List each line in the records below that contains the word "building", copying every such line in full.

— Start of GIVEN RECORDS —

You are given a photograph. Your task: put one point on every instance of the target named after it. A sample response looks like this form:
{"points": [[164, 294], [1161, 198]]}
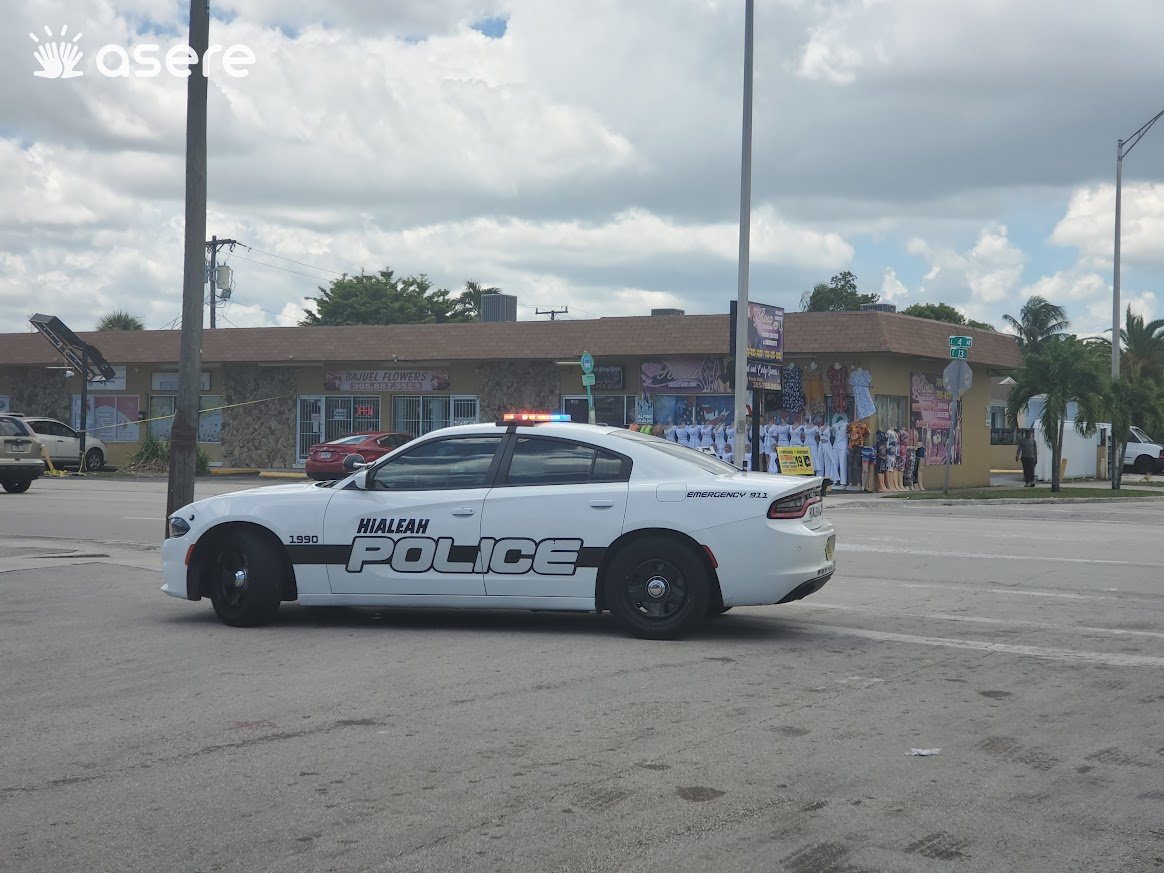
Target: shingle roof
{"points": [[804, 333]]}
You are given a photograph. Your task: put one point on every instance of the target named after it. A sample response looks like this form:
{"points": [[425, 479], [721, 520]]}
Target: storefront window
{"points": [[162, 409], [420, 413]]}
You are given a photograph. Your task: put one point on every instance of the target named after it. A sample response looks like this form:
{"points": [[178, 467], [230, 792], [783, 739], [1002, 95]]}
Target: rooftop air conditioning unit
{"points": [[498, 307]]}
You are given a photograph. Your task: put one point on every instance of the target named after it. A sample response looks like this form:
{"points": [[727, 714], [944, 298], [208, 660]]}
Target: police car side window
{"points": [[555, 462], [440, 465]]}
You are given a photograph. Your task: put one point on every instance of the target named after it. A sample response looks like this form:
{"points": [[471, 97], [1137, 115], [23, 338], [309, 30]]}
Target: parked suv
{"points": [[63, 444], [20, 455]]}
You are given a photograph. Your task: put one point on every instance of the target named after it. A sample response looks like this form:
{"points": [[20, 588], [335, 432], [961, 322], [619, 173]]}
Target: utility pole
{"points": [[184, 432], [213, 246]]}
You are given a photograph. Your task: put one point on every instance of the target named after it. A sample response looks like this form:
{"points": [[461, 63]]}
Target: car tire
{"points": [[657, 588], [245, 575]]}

— End of GIVEN RECORDS —
— Start of GIVEN RECORDS —

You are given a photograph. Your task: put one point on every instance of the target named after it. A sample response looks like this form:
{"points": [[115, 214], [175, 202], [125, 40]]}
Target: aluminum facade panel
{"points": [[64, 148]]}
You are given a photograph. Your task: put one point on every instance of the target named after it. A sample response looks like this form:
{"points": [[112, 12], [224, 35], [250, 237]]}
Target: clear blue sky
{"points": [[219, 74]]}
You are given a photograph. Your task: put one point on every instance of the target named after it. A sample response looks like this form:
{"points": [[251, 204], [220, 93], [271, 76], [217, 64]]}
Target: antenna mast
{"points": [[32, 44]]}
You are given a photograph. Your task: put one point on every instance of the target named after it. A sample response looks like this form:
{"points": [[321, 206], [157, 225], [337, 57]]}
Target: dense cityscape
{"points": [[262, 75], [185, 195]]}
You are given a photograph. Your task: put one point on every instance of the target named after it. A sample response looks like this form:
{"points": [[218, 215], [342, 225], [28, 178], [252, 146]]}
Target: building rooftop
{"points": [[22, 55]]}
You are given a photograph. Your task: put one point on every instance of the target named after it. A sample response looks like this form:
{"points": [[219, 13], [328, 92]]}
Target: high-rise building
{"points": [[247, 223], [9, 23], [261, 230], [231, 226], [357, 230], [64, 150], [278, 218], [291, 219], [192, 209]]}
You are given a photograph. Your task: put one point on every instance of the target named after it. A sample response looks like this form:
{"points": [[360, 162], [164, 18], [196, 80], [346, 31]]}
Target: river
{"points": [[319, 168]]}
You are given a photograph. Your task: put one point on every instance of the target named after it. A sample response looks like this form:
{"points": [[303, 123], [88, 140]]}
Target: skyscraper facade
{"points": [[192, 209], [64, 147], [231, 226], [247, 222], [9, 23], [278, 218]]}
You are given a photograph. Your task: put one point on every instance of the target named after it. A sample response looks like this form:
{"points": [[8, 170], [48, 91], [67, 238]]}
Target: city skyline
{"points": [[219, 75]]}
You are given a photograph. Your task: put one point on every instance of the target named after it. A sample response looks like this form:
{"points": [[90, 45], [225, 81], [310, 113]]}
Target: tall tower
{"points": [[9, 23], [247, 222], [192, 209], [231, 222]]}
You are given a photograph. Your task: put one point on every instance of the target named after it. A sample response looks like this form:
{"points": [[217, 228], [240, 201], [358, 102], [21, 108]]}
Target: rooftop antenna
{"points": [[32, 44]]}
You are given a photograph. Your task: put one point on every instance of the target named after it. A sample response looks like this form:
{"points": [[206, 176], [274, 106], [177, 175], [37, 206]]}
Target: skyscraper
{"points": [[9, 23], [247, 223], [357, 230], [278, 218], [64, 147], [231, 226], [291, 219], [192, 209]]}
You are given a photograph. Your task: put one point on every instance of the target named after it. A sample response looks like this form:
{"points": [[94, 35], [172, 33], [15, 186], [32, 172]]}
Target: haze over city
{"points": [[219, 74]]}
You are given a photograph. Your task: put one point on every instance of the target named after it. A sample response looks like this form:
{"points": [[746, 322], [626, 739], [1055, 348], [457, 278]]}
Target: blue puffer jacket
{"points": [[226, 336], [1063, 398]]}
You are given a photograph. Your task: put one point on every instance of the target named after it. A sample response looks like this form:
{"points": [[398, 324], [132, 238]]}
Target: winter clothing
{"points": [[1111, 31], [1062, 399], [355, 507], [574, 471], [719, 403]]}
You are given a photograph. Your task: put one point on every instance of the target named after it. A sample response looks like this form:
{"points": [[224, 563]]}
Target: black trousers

— End of GIVEN RECORDS —

- [CORRECT OUTPUT]
Target: building rooftop
Target: high-rise building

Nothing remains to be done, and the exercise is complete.